--- Start Selected excerpt ---

If you’ve been reading the blog and the recent posts since I warned that we were getting ready for a pullback, you will recall the solid blue trendline that I said was important.  You will recall that I posted when we broke below that line last week.  Today, we have decisively dropped beneath it (making it now overhead resistance to a recovery to previous highs) and we have an intraday break of major support (horizontal black line) at 3363 on the index based upon previous trading activity.

What you want to watch for today is:

(1) whether we can stage a rally and close above 3363 ( that would be positive and an indication that buyers have begun to emerge from the sidelines and put money to work).  This could set the stage for an assault on the blue trend line and a return to previous highs; or

(2) whether we continue to deteriorate and close below 3363 (that would be negative and an indication that the sellers are still in charge and further downside is likely).  This will set the stage for a move to test the 50 day moving average and further weakness to the 200 day moving average line at 3093.

I’ve also added two key items that indicate number two above is possible:  (1) rising volume on down days in the index; and (2) volatility is rising toward highs seen in May.

We continue to pick our spots to book profits in holdings so we have cash to reinvest once we see a market turn.

Before ending I wanted to provide some color commentary.   I had an email from a reader wanting to know why we don’t just sell everything when the market looks like it is headed lower.  It’s a good question.  The answer is that even if the indicators say that market is headed lower, we are dealing with human emotions and psychology.  I’ve written on this blog in the past that the graphs are really just visual ways to understand the human psychology of the markets.  You can see the emotional turns when the markets move up and down and the indicators we follow are measures of those emotions in the form of price and volume.  Because we are dealing with emotions, plus the added impact of a 24 hour news cycle, the indicators tell us where we are where we are most likely to go subject to nothing being reported in the news that investors find surprising.  Because of this, it is not prudent to make a big bet like selling everything, particularly when our news is so full of surprising things at the current time.  The better move is to incrementally buy and sell, building or deploying cash over time, in order to outperform the market.

--- End Selected excerpt ---

__Requirement A__.
Do these statements agree with the market pullback commentary? (i) The major support level broken intraday is at 3363. (ii) The 200 day moving average line is at 3363. (iii) The writer recommends selling everything when the market looks headed lower. For each, answer yes or no and quote the deciding words.

--- Start Data supplied ---

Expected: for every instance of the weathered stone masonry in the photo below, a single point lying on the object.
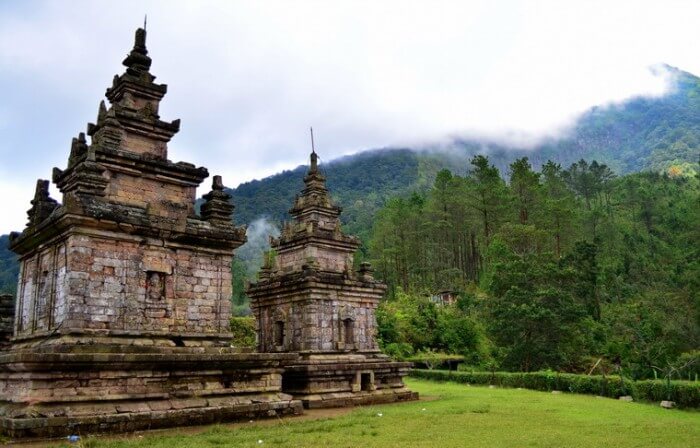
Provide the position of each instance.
(123, 303)
(310, 300)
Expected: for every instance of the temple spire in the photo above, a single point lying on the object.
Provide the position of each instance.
(314, 156)
(138, 61)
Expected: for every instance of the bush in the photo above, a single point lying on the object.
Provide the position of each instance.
(685, 394)
(399, 350)
(243, 329)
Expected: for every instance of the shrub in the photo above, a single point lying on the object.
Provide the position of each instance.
(243, 329)
(684, 393)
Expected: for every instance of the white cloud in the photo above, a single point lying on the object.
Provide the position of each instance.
(249, 78)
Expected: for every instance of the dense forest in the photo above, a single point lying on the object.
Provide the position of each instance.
(584, 248)
(660, 134)
(555, 268)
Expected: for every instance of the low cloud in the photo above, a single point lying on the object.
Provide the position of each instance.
(258, 234)
(249, 78)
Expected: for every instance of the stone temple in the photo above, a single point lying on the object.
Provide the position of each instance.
(121, 319)
(310, 301)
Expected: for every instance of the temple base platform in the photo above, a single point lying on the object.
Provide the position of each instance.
(57, 391)
(339, 380)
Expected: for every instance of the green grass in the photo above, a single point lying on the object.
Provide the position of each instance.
(459, 416)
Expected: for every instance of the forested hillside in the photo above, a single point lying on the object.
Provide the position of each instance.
(643, 134)
(555, 268)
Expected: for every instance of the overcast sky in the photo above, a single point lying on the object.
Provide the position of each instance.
(249, 78)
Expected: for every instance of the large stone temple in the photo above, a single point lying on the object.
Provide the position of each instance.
(121, 319)
(123, 302)
(309, 300)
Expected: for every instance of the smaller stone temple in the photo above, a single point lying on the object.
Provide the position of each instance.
(310, 300)
(123, 302)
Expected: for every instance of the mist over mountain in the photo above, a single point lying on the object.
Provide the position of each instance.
(642, 134)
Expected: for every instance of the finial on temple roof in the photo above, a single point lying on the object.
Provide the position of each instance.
(138, 61)
(314, 156)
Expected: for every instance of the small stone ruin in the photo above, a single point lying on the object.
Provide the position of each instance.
(121, 318)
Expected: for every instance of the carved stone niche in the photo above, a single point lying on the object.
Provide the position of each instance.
(159, 292)
(346, 328)
(280, 338)
(364, 381)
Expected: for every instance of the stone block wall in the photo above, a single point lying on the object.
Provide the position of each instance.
(159, 198)
(323, 258)
(7, 319)
(325, 321)
(117, 285)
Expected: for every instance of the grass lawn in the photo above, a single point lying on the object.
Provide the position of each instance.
(456, 416)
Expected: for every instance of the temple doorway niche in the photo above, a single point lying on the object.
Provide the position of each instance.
(348, 332)
(279, 333)
(279, 330)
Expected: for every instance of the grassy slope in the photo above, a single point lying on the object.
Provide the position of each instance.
(462, 416)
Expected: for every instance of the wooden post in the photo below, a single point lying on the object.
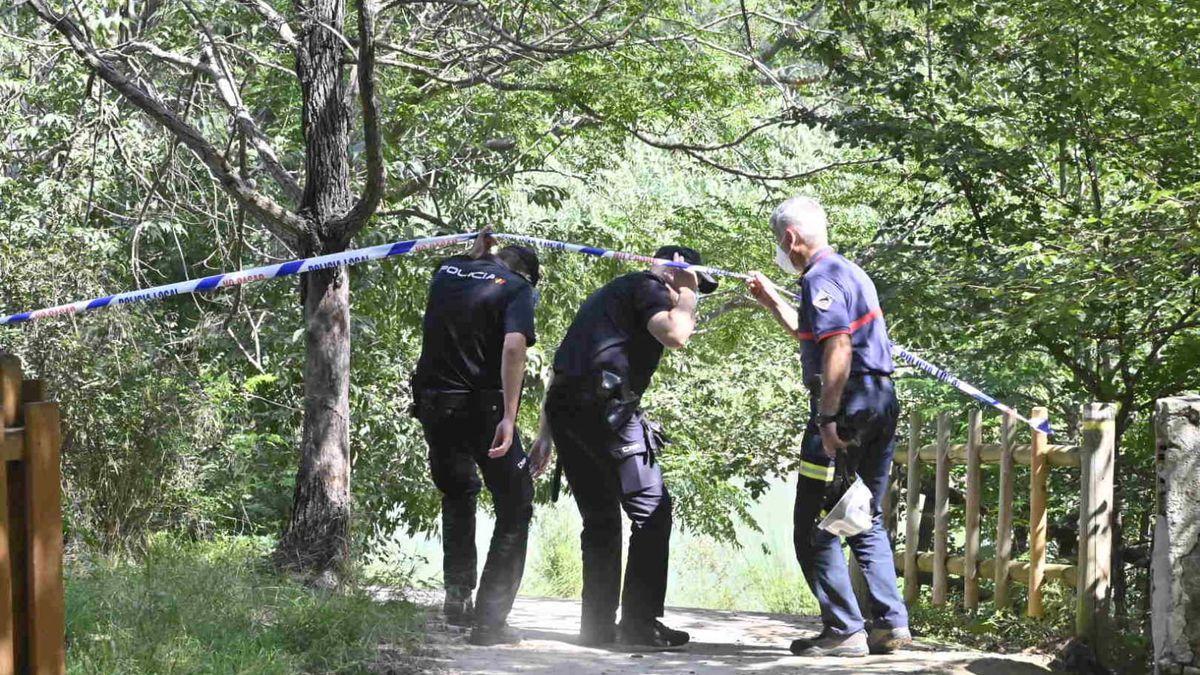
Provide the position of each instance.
(1097, 454)
(7, 632)
(1038, 475)
(971, 544)
(1005, 514)
(10, 390)
(15, 535)
(941, 508)
(43, 508)
(912, 519)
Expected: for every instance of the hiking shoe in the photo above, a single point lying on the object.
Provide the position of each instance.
(833, 645)
(649, 635)
(459, 611)
(496, 634)
(598, 635)
(887, 640)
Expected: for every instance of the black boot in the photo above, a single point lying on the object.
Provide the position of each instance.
(459, 609)
(649, 635)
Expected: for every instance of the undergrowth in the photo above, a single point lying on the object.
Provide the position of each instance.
(217, 607)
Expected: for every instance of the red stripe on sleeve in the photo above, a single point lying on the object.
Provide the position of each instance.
(864, 320)
(832, 333)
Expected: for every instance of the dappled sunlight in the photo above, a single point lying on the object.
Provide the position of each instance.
(723, 641)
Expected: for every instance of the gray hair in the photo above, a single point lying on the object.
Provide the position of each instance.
(804, 216)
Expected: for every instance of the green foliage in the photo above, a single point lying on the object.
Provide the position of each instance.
(215, 608)
(556, 571)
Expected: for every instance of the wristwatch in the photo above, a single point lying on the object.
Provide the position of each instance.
(825, 419)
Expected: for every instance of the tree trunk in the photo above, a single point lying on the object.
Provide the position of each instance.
(317, 538)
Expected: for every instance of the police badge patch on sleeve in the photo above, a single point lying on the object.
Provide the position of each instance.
(823, 300)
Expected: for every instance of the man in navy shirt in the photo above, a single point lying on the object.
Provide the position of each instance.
(846, 358)
(607, 447)
(467, 389)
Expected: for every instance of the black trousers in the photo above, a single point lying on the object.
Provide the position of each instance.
(603, 485)
(459, 429)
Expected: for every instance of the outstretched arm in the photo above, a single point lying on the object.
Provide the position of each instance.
(767, 294)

--- End Data supplied ---

__Requirement B__.
Please reproduce the records word for word, starting at the line that contains "Expected: for every instance of the outstretched" and continuing through the end of the records.

__Written answer A__.
(i) Yes: "an intraday break of major support (horizontal black line) at 3363"
(ii) No: "further weakness to the 200 day moving average line at 3093"
(iii) No: "it is not prudent to make a big bet like selling everything"

__Written answer B__.
Expected: for every instance of the outstretched arm in the photo above, a single point lying on the object.
Provide the position of each instance.
(767, 294)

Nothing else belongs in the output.